WHAT THIS TASK INVOLVES — Render the following material again verbatim, leaving nothing out.

SUPPLIED RECORDS —
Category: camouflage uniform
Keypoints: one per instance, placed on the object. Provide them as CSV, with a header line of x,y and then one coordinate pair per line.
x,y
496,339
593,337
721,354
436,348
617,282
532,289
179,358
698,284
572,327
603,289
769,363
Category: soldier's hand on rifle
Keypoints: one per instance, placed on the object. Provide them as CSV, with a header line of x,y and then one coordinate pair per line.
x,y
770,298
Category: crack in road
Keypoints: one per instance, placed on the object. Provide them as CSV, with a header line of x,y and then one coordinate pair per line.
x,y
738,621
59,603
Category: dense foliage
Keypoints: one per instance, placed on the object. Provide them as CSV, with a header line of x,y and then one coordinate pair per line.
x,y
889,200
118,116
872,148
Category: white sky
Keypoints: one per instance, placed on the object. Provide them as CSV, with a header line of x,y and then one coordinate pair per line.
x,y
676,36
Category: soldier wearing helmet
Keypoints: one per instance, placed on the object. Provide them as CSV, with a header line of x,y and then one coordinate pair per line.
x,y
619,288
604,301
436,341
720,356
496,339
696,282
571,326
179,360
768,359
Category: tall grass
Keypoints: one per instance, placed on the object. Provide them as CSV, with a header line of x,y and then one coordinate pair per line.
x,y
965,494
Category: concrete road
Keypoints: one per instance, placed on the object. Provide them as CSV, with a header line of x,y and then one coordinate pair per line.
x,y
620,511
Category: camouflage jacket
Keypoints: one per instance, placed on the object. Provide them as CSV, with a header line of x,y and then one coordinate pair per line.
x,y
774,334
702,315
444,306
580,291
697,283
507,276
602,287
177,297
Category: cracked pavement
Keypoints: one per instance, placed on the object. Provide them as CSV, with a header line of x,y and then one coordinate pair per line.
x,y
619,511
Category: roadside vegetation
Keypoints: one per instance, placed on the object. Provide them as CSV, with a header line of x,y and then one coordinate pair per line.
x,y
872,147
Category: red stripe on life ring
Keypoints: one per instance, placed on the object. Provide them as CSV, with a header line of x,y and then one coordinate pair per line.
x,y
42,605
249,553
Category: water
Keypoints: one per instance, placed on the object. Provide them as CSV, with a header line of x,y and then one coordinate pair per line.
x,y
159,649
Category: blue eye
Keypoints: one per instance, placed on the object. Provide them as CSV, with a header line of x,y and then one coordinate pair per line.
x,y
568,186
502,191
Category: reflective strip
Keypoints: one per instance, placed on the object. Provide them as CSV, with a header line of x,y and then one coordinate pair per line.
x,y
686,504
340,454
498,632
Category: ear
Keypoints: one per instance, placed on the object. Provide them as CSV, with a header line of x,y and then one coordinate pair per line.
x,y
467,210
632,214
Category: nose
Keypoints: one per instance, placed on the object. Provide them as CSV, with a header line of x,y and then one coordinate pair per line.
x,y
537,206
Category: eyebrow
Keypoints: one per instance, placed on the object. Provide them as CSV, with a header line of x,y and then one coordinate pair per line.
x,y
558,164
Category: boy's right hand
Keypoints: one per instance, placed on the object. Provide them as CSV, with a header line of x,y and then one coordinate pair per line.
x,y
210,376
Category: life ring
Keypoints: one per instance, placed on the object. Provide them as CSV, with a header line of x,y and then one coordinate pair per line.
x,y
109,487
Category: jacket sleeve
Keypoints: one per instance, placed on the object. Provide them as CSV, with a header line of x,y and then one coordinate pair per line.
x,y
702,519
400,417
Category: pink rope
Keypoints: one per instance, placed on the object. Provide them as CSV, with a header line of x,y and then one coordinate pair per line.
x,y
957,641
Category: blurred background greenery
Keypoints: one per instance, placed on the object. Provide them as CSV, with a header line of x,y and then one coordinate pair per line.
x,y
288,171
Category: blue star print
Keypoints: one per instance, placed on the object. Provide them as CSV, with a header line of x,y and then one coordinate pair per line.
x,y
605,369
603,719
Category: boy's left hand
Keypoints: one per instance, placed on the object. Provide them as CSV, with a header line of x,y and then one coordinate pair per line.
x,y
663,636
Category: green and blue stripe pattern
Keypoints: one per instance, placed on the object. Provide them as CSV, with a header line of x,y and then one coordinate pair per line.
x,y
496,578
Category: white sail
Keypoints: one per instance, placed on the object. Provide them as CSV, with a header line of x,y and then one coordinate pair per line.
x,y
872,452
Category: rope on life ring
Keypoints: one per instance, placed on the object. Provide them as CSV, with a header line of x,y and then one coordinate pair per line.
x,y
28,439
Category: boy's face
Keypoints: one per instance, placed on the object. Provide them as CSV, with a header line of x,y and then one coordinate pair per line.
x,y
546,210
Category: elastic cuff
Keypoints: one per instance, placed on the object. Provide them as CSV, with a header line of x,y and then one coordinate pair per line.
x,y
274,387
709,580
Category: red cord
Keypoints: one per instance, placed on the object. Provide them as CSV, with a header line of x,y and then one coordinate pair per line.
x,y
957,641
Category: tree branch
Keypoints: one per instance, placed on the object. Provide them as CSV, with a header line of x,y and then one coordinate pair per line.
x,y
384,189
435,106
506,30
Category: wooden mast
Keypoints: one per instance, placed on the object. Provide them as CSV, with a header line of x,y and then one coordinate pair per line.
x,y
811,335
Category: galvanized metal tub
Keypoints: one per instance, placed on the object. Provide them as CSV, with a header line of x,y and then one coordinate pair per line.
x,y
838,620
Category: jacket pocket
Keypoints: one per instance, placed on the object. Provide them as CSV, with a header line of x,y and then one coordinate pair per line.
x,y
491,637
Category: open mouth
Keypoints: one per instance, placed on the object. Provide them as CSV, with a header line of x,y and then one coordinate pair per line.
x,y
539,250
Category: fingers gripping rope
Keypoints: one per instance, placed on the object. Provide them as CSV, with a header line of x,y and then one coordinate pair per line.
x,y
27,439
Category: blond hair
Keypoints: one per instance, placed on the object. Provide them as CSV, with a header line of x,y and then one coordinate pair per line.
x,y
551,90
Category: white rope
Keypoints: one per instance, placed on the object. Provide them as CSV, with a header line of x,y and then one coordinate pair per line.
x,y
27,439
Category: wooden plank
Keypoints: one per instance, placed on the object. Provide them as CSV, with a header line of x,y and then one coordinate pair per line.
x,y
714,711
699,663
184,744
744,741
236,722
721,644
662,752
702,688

THE OUTPUT —
Category: camouflage uniform
Keypoints: one per instance, placed on the object. Provide them as CSV, with a header line of x,y and then one coordinate pair per line.
x,y
496,339
593,337
721,354
436,348
617,282
532,289
179,358
698,284
572,327
603,289
769,363
Category: soldier's hand on rifle
Keypoints: one per instance, placed on the object. Provide them as CSV, with a header line of x,y and then one coordinate pair per line.
x,y
770,298
Category: crack in road
Keypoints: one per instance, placed on the object. Provide them as CSV, with a header line of x,y and then one coordinate pair per line.
x,y
738,621
59,603
Category: dense foliage
Keypoints: one per instance, placed on the object. Provide them as CSV, with a header line of x,y and then one coordinate pair per line.
x,y
889,200
118,116
872,148
Category: white sky
Keypoints: one per instance, placed on the object. Provide them as CSV, with a header line of x,y and then one coordinate pair per line.
x,y
676,36
Category: soldier wearing helmet
Keypoints: one per instance, placed on the object. Provide them as CSV, with a header line of x,y and then one coordinate pair per line.
x,y
619,288
604,301
436,341
720,356
496,339
696,282
571,326
179,360
768,359
Category: tall grass
Keypoints: one per instance, placed on the object. Provide them as CSV, with a header line of x,y and then one coordinate pair per line.
x,y
965,494
Category: concrete road
Keypoints: one per instance, placed on the object. Provide them as CSV, with a header line of x,y and then one coordinate pair per line.
x,y
620,511
Category: camouflage jacket
Keypoints: one per instance, placed on the object. Provide them as CSV, with a header line of x,y and then one coordinate pair per line.
x,y
774,334
702,315
444,306
580,291
697,283
507,276
602,287
177,297
Category: cracked pavement
Keypoints: one per instance, placed on the object. Provide them as CSV, with a header line of x,y and then one coordinate pair per line.
x,y
619,511
Category: roadside vegetation
Keypoints: one per instance, placed on the object. Provide them as CSV, with a header line of x,y and then one coordinate pair per line.
x,y
872,147
Category: red stripe on life ring
Keypoints: one per instance, placed on the object. Provide them as CSV, with a header line of x,y and then one coordinate pair per line.
x,y
42,605
249,553
Category: water
Keypoints: one per instance, placed on the object. Provide them as CSV, with a header line of x,y and then one coordinate pair per line.
x,y
159,649
Category: blue eye
Keypoints: one per instance, placed on the object. Provide them as CSV, with a header line of x,y and then one coordinate pair per line.
x,y
568,186
502,191
Category: reflective strip
Keypoints: one per instance, placed on the object. Provide them as CSV, with a header line of x,y and then one coordinate pair per line.
x,y
686,504
340,454
498,632
Category: ear
Keypoints: one per instance, placed on the object. Provide them as CSV, with a header line of x,y and then one coordinate pair per line.
x,y
467,210
632,214
Category: nose
Keypoints: one per instance, placed on the object. Provide them as CSV, with a header line of x,y and then one coordinate pair per line.
x,y
537,206
Category: eyebrow
Keypoints: one per instance, placed on the object. Provide them as CSV, with a header line of x,y and then one coordinate pair per line.
x,y
558,164
Category: boy's right hand
Keypoints: one per instance, placed on the object. Provide them as CSV, with a header line of x,y and then one coordinate pair per line.
x,y
210,376
Category: life ring
Keypoints: one per instance, placed on the object. Provide them as CSV, with a header line of x,y and then one coordinate pair per line.
x,y
109,487
Category: jacket sleeve
Keypoints: one per instance, placed on the object. Provide them as CSV, with a header line of x,y and then one coordinate pair per line.
x,y
702,519
400,417
Category: pink rope
Keypoints: one per instance, placed on the object. Provide them as CSV, with a header line of x,y and then one coordinate pair per line.
x,y
957,641
Category: blurred background greenery
Keypoints: one per instance, placed on the object. Provide them as CSV, with a header line of x,y and then one coordinate pair per line.
x,y
288,171
Category: blue star print
Keypoints: one per instance, placed on the object. Provide them as CSV, with a header line of x,y and then one coordinate pair per line.
x,y
605,369
603,719
Category: boy's left hand
Keypoints: one per instance, placed on the object. Provide them as CSV, with a header line of x,y and then one coordinate pair per line.
x,y
663,636
Category: green and blue stripe pattern
Keypoints: one per instance, placed on the object. Provide them as CSV, with a header line of x,y and then one coordinate pair per line.
x,y
496,578
Category: white sail
Keypoints: one per instance, placed on the object. Provide them as CSV, with a header line of x,y and then one coordinate pair per line.
x,y
872,452
Category: rope on life ring
Keypoints: one per instance, placed on the object. Provide them as CSV, with a header line of x,y and then one coordinate pair per line.
x,y
28,439
Category: boy's face
Keypoints: one per instance, placed on the object. Provide them as CSV, with a header line of x,y and then one coordinate pair per line.
x,y
546,210
Category: elastic cuff
Keypoints: one per instance, placed on the object. Provide them as CSV, with a header line of x,y and then one coordinate pair per line.
x,y
274,387
709,580
Category: red cord
Keypoints: one per instance, placed on the object. Provide them as CSV, with a header line of x,y and then one coordinate pair per line.
x,y
957,641
Category: tree branch
Keypoints: one per instance, placed on the object. Provide them as CSV, with a header line of x,y and then one coordinate pair per line.
x,y
384,189
435,106
506,30
Category: wooden mast
Keypoints: one per instance, placed on the object. Provide them as CSV, with a header line of x,y and then one coordinate pair per line.
x,y
811,335
Category: galvanized metal tub
Keypoints: one per instance, placed on the object. Provide them as CSV, with a header line of x,y and then one coordinate pair per line.
x,y
838,620
Category: jacket pocket
Keypoints: one per instance, placed on the object. Provide them as CSV, with a header line of x,y and then one coordinate pair per line.
x,y
491,637
Category: open mouth
Keypoints: one per instance, placed on the object. Provide them as CSV, with a header line of x,y and then one coordinate pair per line.
x,y
539,250
Category: fingers gripping rope
Keypoints: one per instance, placed on the object. Provide them as CSV, with a header line of x,y and then one coordinate pair per line.
x,y
27,439
Category: blond hair
Keypoints: one per instance, placed on the object. Provide them as CSV, with a header line of x,y and then one coordinate pair per line.
x,y
551,90
Category: white rope
Keypoints: one per instance, placed on the object. Provide them as CSV, with a header line of x,y and then one coordinate pair per line.
x,y
27,439
Category: wooden plank
Keypoints: one per instance, placed on the object. Provide them as CSV, with a header line of x,y and then one coordinate pair per line.
x,y
714,711
699,663
184,744
744,741
236,722
721,644
662,752
702,688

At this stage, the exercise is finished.